Supplied material:
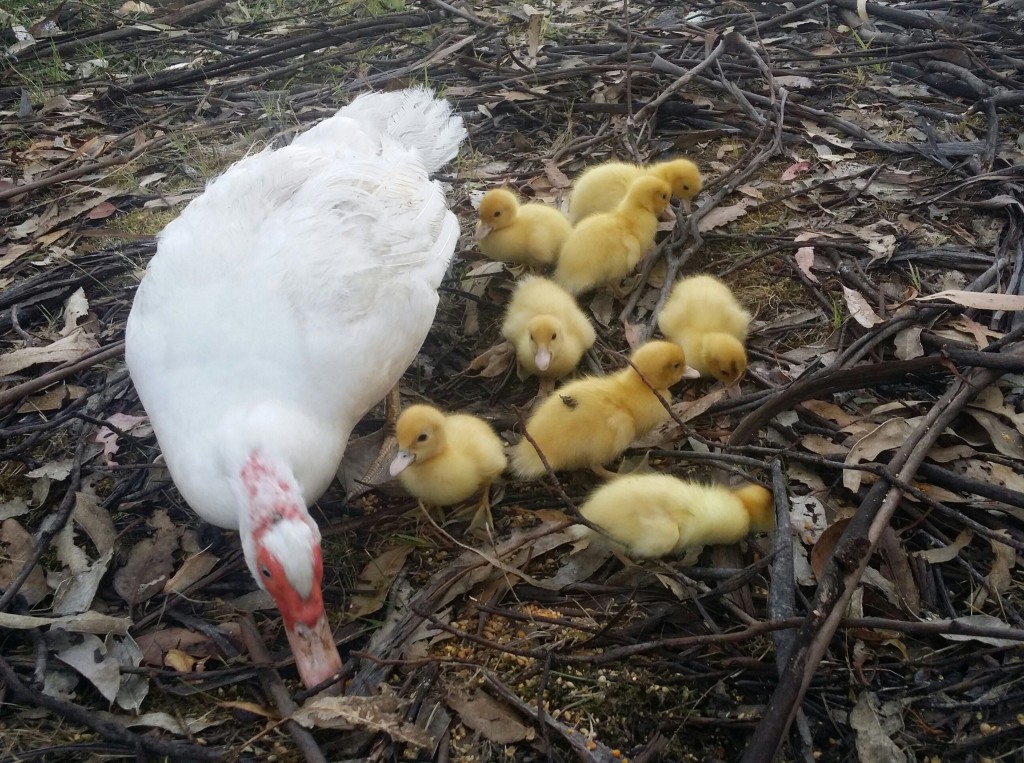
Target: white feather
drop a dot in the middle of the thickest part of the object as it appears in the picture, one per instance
---
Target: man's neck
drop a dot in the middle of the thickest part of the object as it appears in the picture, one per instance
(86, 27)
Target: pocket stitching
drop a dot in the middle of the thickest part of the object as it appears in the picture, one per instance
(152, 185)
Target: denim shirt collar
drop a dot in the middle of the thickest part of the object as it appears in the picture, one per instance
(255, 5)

The task: Count the lines in the rows above that contain the string "Target", and reply with the number only.

Solution to this exercise: 4